| WHAT THE TASK ASKS |
Render the lines of the entries below, from the line with "the small dead" to the line with "x=309, y=204", as a Markdown table with the columns Row and Line. Number each row in the Row column and leave out any blank lines.

| RECORD EXCERPTS |

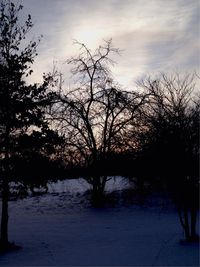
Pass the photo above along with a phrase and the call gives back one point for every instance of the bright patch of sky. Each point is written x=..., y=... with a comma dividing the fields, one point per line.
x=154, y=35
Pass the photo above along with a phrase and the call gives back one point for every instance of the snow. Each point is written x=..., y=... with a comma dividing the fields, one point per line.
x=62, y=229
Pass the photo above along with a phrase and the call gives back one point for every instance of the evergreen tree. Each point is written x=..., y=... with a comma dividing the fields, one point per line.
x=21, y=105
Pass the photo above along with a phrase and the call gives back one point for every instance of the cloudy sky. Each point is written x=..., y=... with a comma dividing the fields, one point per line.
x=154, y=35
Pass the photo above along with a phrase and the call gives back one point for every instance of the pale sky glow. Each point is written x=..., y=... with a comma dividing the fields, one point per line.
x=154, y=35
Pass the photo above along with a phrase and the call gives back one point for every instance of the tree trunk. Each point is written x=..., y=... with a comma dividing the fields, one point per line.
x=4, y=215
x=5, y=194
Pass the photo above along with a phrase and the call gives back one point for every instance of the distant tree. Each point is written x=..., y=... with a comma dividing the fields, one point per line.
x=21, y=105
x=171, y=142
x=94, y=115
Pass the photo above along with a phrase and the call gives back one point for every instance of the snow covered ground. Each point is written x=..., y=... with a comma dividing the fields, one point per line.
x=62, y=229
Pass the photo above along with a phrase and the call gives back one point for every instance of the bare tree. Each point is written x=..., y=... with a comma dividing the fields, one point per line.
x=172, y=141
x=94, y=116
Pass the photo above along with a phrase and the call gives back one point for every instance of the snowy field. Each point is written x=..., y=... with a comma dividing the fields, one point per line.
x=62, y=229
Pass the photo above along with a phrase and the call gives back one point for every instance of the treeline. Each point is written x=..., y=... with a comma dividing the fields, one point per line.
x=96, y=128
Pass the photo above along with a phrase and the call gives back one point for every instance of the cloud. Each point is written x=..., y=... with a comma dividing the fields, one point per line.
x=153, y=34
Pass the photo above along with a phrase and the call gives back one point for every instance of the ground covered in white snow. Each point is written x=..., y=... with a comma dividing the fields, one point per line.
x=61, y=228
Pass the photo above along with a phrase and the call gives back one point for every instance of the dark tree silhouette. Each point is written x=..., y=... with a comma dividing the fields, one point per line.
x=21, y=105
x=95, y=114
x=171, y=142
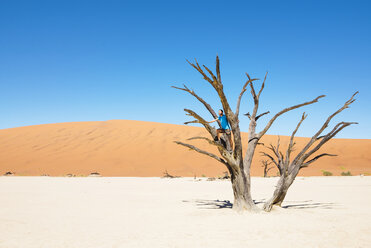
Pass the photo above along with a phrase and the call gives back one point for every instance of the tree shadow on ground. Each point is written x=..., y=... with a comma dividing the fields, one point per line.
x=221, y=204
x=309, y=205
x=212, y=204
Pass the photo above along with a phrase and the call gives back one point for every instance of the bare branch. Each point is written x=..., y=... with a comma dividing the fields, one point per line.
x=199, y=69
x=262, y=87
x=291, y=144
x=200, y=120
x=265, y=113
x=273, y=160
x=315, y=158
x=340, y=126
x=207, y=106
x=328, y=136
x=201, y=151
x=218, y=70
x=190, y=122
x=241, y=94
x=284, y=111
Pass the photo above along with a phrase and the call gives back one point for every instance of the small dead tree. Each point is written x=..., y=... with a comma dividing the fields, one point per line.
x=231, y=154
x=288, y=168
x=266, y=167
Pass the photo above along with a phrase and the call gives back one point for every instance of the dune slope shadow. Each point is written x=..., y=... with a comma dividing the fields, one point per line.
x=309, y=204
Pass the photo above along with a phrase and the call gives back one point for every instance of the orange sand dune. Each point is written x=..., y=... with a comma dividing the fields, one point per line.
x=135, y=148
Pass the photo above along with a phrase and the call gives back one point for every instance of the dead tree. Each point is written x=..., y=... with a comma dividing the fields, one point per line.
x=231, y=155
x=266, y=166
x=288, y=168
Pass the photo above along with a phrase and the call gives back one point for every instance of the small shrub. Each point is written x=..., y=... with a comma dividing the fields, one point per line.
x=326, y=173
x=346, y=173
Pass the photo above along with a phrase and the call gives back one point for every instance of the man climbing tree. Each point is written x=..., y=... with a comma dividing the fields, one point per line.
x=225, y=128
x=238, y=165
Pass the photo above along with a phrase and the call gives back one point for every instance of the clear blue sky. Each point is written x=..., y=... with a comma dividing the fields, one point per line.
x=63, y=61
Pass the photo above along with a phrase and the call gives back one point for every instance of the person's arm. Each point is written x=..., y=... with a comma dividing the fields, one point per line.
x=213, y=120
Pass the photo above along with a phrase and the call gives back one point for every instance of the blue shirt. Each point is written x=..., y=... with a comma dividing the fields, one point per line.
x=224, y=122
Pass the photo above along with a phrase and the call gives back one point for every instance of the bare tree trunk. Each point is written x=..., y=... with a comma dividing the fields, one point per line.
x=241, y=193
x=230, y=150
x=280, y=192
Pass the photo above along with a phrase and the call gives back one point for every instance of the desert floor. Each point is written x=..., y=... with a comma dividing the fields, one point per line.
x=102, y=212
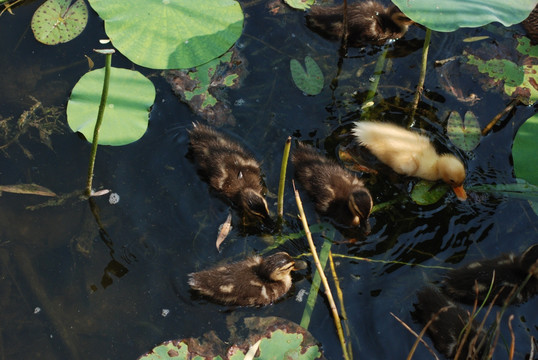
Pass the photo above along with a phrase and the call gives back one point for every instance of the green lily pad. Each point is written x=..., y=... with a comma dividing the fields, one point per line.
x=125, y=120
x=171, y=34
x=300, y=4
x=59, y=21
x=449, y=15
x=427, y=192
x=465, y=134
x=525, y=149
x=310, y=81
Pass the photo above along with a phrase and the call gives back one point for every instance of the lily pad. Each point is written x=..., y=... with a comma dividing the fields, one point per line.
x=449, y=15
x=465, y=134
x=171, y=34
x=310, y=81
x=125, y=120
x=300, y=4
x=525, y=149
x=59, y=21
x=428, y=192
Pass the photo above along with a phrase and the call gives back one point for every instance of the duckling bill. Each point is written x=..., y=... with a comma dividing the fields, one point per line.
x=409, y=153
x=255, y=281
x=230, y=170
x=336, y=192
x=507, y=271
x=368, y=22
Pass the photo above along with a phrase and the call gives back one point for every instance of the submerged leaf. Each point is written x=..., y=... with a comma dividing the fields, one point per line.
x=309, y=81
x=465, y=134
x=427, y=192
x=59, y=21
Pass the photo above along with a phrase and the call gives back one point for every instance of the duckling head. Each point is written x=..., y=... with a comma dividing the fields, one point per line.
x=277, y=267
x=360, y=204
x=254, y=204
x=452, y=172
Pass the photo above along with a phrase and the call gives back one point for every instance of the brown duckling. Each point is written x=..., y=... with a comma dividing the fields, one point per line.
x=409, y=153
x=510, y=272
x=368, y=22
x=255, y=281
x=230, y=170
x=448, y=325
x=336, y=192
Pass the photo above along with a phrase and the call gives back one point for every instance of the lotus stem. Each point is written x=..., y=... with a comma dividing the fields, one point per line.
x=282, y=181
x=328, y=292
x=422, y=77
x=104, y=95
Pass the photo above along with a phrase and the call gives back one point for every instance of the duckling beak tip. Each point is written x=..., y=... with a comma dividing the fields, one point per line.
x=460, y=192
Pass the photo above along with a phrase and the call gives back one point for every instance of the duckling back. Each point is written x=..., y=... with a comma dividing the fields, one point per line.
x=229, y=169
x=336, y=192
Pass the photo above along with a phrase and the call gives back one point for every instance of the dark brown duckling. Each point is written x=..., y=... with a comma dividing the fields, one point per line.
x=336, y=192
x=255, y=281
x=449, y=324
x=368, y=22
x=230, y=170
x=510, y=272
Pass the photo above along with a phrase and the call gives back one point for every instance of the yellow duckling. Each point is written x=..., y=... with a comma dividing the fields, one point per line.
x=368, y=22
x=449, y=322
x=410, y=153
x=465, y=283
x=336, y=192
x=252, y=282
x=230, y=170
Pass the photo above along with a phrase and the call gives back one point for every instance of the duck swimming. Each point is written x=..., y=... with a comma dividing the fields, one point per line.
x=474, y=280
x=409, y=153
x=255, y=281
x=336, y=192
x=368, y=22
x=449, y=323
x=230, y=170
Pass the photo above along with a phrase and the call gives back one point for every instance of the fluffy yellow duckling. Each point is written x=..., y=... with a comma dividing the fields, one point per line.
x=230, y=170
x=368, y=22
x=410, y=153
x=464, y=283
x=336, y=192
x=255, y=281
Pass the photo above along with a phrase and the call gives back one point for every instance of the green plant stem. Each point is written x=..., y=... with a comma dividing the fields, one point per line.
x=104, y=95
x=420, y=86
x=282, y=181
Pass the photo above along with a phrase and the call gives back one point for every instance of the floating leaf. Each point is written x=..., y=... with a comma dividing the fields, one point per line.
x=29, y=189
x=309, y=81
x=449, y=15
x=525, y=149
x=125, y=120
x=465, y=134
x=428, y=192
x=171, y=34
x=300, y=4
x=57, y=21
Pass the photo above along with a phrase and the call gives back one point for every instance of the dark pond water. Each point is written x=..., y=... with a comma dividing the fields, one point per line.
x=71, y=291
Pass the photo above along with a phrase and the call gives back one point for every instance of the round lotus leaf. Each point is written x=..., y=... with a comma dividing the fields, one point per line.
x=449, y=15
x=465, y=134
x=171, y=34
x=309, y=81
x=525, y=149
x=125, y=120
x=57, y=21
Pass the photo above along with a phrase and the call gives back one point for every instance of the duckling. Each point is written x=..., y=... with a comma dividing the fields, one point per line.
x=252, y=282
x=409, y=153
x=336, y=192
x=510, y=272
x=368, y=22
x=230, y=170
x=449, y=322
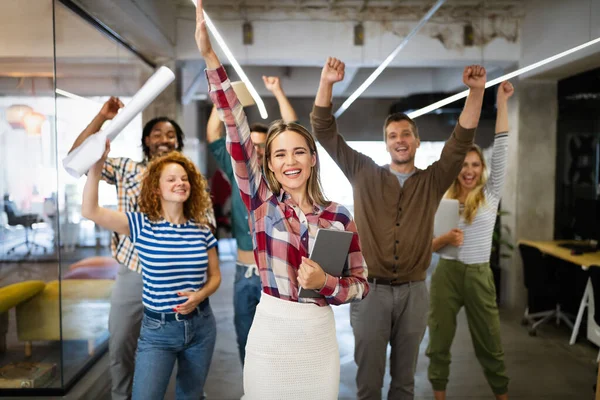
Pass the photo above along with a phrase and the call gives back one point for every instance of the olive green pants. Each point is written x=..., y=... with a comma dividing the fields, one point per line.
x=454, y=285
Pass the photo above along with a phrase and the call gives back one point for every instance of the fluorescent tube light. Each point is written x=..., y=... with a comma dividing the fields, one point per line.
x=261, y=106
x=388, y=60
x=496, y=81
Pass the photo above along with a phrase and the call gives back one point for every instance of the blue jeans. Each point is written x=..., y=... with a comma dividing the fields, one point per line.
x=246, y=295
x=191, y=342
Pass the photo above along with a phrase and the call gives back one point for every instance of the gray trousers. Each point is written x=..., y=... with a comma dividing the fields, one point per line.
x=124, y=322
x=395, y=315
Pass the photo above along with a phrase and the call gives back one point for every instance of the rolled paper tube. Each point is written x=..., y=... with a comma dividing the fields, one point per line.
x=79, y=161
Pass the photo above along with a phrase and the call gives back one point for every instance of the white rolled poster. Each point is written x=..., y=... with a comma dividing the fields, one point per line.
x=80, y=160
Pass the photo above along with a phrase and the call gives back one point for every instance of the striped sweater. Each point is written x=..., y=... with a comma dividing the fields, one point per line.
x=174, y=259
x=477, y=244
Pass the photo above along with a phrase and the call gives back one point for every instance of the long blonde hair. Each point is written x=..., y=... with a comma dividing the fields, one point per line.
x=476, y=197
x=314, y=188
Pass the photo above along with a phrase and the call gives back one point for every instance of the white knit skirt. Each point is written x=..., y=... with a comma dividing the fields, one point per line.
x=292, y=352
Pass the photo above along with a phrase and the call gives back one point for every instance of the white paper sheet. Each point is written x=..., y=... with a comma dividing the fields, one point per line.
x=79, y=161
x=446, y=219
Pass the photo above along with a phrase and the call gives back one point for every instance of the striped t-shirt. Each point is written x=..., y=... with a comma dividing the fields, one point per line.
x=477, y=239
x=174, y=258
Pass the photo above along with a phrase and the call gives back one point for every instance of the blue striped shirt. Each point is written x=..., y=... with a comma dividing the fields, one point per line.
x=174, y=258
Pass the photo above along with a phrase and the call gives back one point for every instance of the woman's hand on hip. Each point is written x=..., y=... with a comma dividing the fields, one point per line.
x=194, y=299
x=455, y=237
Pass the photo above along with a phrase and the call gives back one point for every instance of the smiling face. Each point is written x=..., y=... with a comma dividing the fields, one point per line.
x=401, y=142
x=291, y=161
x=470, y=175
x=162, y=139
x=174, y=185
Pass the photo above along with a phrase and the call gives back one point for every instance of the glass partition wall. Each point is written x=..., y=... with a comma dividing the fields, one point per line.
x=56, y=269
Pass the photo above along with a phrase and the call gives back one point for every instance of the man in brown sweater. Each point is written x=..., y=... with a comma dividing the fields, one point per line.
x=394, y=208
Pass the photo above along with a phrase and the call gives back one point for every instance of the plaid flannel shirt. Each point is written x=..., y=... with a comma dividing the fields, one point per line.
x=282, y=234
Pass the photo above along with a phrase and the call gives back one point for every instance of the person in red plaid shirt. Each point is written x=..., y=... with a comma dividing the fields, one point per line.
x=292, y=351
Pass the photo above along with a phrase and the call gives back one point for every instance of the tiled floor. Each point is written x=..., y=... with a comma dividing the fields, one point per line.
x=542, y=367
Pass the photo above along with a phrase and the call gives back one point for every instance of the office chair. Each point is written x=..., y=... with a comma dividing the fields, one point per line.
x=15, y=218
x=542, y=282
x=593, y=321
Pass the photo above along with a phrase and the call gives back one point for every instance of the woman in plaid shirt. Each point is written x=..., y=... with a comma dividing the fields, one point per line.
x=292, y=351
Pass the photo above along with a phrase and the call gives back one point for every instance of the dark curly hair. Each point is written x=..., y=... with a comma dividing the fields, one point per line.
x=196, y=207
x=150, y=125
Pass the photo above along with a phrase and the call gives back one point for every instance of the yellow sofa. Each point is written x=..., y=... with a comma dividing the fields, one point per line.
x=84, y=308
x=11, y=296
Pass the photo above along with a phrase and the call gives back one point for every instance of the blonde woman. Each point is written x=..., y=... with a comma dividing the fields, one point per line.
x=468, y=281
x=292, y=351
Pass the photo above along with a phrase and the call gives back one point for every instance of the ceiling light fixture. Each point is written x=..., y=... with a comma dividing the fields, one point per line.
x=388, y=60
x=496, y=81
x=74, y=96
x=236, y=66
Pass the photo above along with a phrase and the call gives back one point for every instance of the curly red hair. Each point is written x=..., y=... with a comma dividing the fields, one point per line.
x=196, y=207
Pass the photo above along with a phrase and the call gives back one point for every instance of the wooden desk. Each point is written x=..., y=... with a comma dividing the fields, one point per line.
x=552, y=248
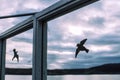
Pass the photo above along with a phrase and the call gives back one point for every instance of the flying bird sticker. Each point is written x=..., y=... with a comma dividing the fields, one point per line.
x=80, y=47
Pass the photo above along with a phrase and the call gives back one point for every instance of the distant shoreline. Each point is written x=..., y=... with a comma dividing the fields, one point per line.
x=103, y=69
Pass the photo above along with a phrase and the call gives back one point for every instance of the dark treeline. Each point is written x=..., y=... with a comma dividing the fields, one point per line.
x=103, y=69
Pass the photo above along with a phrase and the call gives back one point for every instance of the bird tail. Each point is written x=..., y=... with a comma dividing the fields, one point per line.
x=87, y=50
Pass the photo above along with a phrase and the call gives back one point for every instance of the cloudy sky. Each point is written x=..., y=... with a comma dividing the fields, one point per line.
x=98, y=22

| THE COMPLETED TASK |
| Row | Line |
|---|---|
| 1 | Pass the photo above along with a phrase and the call gives back one point for every instance of the small dead tree. Each point is written x=..., y=... with a comma dividing the fields, one point per line. |
| 2 | x=231, y=154 |
| 3 | x=288, y=168 |
| 4 | x=266, y=167 |
| 5 | Pass the photo above along with a phrase and the call gives back one point for every instance of the dune slope shadow. Each point is written x=..., y=... with a comma dividing the fields, one point per line. |
| 6 | x=309, y=204 |